··· Extrait choisi ···
WASHINGTON: Washington a averti dimanche qu'il y aurait des «conséquences» pour Moscou si Alexeï Navalny mourait, au moment où ses alliés préparaient une grande manifestation en Russie pour «sauver la vie» du principal détracteur du Kremlin, malade et en grève de la faim dans son pénitencier.
La pression occidentale est montée dimanche, l'Union européenne se disant également «profondément inquiète» et appelant à lui donner immédiatement accès à ses médecins de «confiance».
Lundi, les ministres des Affaires étrangères de l'UE se pencheront sur le sort du militant anticorruption de 44 ans.
Les Européens comme les Américains exigent la libération d'Alexeï Navalny. Et la Maison Blanche est montée d'un cran ce week-end.
Il «y aura des conséquences si M. Navalny meurt», a lancé Jake Sullivan, conseiller à la sécurité nationale de Joe Biden, sur CNN.
Les autorités russes «sont responsables de la santé» d'Alexeï Navalny, a renchéri dans la foulée le porte-parole de la diplomatie américaine, Ned Price.
Samedi, le président américain avait jugé «totalement injuste» le sort de l'opposant russe.
«Le monde entier parle d'Alexeï. Et seulement (Vladimir) Poutine et les médecins de la prison font comme s'il ne se passait rien', a tweeté la porte-parole de l'opposant, Kira Iarmych.
L'ambassadeur russe à Londres, Andreï Kéline, a lui affirmé que Moscou ne le laisserait pas «mourir en prison», tout en l'accusant, sur la BBC dimanche, de «vouloir attirer l'attention».
«Il est temps d'agir»
Les alliés de M. Navalny ont de leur côté appelé les Russes à sortir dans la rue mercredi à 19H00 (16H00 GMT) pour ce qu'ils espèrent être «la plus grande manifestation de l'histoire moderne» de la Russie.
···
**Consigne**
Selon l'article sur Alexeï Navalny, à quelle heure ses alliés appellent-ils les Russes à descendre dans la rue mercredi ? Donnez aussi l'heure GMT. Ces entrées forment un matériel distinct de l'extrait.
··· Matériel fourni ···
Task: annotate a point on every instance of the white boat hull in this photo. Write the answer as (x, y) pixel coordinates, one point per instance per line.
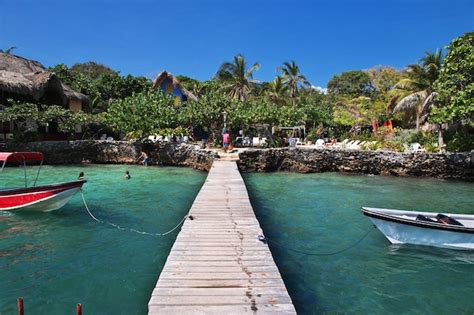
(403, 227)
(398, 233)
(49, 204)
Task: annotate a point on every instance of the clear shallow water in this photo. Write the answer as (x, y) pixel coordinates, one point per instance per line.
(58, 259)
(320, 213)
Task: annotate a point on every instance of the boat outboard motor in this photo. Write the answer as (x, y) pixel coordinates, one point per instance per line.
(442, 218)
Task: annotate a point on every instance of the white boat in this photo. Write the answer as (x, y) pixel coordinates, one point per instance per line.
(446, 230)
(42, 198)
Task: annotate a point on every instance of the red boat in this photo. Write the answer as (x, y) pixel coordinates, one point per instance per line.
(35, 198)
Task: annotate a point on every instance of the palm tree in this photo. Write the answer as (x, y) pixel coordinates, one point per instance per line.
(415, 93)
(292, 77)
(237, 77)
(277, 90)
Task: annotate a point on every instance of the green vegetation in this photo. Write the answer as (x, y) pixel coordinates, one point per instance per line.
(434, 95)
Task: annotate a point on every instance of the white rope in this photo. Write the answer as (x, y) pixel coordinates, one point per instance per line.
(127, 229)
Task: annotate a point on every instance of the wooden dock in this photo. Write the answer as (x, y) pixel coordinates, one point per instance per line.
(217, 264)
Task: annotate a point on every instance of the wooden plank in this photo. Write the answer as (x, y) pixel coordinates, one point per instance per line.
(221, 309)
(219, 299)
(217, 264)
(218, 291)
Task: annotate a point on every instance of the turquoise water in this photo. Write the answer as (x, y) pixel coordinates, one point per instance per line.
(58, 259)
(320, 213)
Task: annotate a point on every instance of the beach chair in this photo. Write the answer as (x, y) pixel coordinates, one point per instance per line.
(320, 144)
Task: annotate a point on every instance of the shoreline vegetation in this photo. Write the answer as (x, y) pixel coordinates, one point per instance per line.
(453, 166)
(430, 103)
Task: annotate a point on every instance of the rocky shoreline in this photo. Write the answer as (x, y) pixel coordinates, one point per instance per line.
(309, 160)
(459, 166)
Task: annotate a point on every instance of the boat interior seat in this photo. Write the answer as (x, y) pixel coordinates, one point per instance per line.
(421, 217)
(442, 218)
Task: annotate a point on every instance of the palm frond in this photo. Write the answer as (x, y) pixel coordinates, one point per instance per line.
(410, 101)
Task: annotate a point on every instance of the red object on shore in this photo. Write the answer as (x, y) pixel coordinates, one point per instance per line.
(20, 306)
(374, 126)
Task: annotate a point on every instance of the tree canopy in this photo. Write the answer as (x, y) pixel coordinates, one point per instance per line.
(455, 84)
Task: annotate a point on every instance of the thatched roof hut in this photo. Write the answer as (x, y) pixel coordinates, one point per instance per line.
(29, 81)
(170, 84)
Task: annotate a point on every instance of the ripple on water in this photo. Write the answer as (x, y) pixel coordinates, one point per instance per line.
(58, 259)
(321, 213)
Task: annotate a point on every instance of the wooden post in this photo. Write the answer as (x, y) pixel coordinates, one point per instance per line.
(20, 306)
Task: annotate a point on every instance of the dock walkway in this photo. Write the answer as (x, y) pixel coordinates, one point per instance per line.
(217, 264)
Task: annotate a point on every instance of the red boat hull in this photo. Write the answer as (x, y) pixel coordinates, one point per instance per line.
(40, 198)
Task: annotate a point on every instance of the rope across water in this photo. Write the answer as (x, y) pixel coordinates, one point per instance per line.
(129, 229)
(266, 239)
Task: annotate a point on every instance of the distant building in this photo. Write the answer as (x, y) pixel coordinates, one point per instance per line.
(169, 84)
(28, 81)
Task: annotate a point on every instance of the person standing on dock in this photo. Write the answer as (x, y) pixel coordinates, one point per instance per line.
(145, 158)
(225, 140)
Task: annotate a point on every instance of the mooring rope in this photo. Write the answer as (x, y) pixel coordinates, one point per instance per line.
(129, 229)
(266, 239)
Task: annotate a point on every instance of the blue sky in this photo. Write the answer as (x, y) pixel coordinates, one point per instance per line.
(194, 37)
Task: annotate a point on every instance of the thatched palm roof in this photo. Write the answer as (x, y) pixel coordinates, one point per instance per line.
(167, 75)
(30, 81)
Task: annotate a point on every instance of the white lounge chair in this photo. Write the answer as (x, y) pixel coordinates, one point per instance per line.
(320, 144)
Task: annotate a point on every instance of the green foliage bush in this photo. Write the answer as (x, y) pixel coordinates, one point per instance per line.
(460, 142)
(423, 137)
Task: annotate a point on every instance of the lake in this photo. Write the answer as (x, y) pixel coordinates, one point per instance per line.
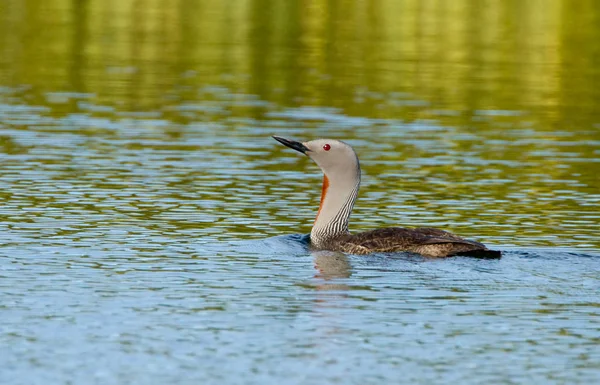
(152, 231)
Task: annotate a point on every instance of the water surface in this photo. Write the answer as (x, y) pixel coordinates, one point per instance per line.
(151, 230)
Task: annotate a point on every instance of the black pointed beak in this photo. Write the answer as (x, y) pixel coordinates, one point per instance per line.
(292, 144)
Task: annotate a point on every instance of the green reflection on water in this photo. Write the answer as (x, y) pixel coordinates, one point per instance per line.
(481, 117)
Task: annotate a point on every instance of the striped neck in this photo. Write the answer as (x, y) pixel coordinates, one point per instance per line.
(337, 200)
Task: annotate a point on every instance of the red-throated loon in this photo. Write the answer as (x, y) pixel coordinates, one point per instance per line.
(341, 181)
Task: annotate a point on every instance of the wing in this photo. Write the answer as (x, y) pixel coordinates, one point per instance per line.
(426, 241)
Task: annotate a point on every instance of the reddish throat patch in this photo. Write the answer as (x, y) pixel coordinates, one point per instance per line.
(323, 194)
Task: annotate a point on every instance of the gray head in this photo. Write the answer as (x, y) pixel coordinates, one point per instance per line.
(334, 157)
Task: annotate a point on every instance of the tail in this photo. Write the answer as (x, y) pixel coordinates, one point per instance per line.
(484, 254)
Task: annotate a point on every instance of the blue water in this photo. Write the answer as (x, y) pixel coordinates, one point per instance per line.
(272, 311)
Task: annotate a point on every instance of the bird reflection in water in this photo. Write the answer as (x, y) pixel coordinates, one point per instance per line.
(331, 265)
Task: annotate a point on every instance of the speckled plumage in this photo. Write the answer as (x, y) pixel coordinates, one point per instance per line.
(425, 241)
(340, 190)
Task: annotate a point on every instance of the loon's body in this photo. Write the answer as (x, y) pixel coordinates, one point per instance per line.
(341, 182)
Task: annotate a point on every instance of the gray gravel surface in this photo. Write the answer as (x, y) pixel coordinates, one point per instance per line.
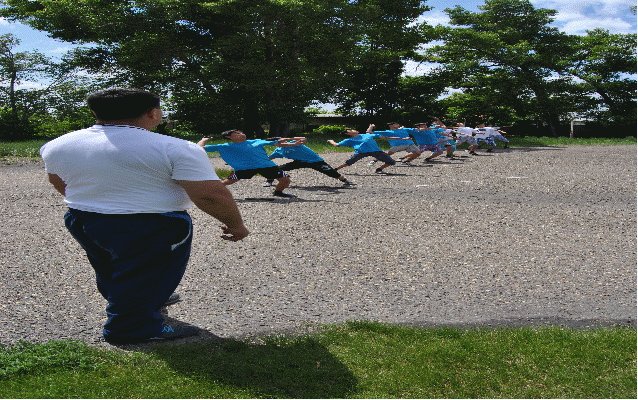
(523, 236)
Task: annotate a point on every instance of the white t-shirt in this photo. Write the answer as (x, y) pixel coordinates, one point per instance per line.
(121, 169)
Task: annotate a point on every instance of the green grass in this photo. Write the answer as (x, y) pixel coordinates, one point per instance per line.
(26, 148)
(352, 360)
···
**Corrigé**
À 19H00, soit 16H00 GMT.